このようなファイン化の要求に応える多層プリント配線板は、通常、図10に示すように、ベース絶縁層102の両面にベース導体回路103b、103bが形成され、その両面がスルーホール104内に設けられたスルーホールメッキ103aを介して電気的に接続され、更にベース絶縁層102の両面にビルドアップ絶縁層106及び複数のビルドアップ導体回路107が積層された構造を有している。これらのビルドアップ導体回路107は、導体ラインであったり、他の導体回路との接続のためのバイアホールを備えているものであったりする。多層プリント配線板のスルーホール104の上下位置には、このようなビルドアップ導体回路107が存在する場合もあるし(図10参照)、ビルドアップ導体回路107が存在せずビルドアップ絶縁層106のみが存在する場合もある。また、スルーホール104内には充填樹脂層105が設けられている。
【0004】
【発明が解決しようとする課題】
ところで、図10に示した多層プリント配線板は、ハンダのリフロー等、高温にさらされることがある一方、半導体素子が実装されたあと実際に使用される環境によって周囲の温度が氷点下に達することもある。したがって、このような多層プリント配線板は、温度の高低にかかわらず、電気的な接続が保たれている必要がある。また、多層プリント配線板は回路が細線化・多層化されているため、配線板内にはさまざまな残留応力が加わった状態にある。このため、1層のプリント配線板に比べて、環境温度の変化によって電気的な接続の信頼性がどのように変わるのか、予測しづらい面がある。

> 取り組む内容
1. 抜粋のうち「このようなファイン化の要求に応える」で始まる段落を、主な事実を残したまま箇条書きで短くまとめる。
2. 抜粋によると、多層プリント配線板はハンダのリフロー等でどのような状態にさらされることがあるか。
3. 抜粋によると、1層のプリント配線板に比べて、多層プリント配線板では環境温度の変化による電気的な接続の信頼性の変わり方が予測しづらいのはなぜか。1〜3文で説明する。
データは参照しなくてよい。

> 提供データ
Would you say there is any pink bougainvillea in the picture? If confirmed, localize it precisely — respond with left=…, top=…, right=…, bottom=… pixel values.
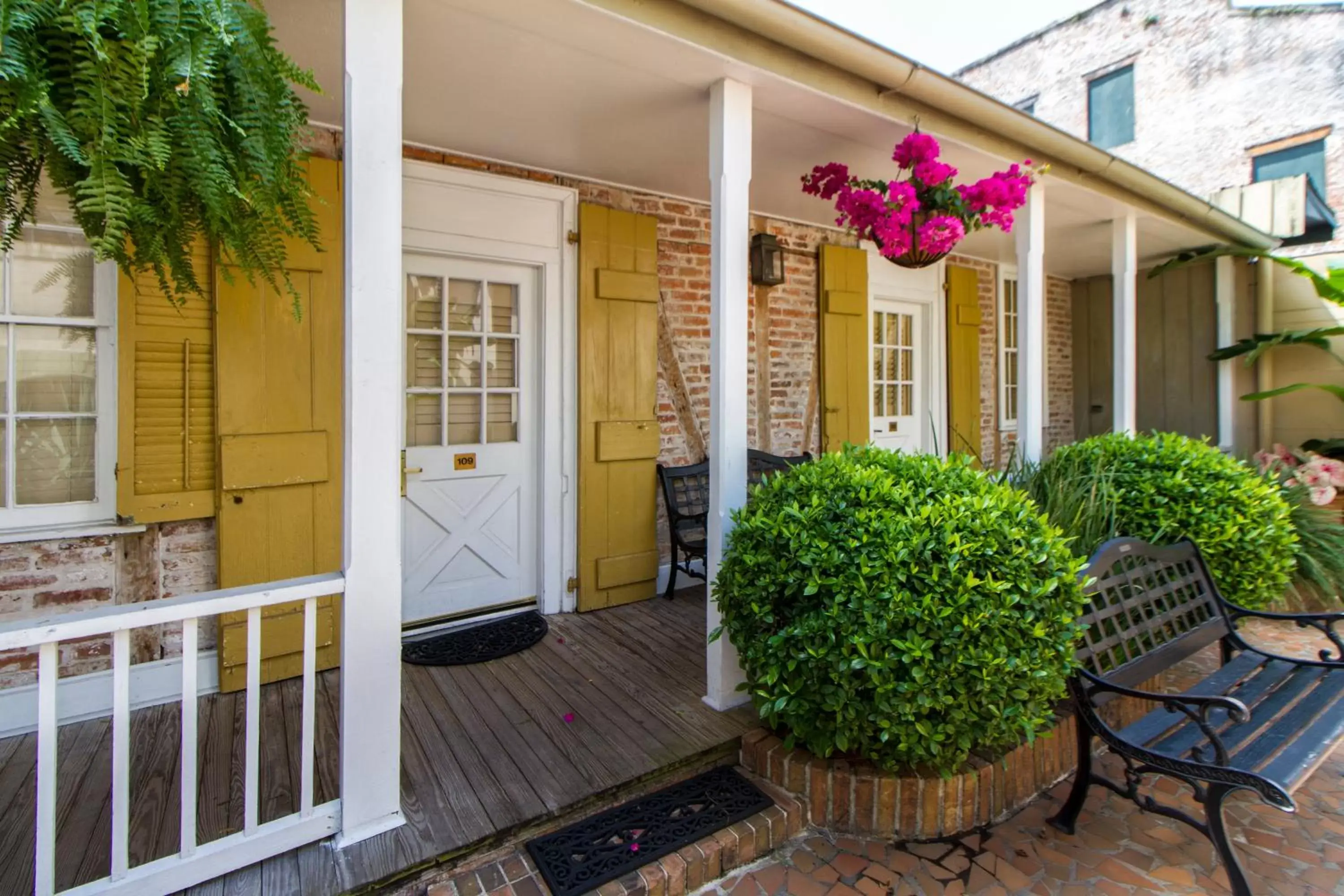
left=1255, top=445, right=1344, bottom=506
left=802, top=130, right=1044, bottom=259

> 課題別の解答
1.
・ベース絶縁層の両面にベース導体回路が形成され、両面はスルーホール内のスルーホールメッキを介して電気的に接続されている。
・ベース絶縁層の両面には、ビルドアップ絶縁層と複数のビルドアップ導体回路が積層されている。
・ビルドアップ導体回路は、導体ラインの場合も、接続用のバイアホールを備える場合もある。
・スルーホールの上下には、ビルドアップ導体回路がある場合も、ビルドアップ絶縁層だけがある場合もある。
・スルーホール内には充填樹脂層が設けられている。

2. 高温にさらされることがある。

3. 多層プリント配線板は回路が細線化・多層化されているため、配線板内にさまざまな残留応力が加わった状態にある。そのため、環境温度の変化によって電気的な接続の信頼性がどう変わるかを予測しづらい。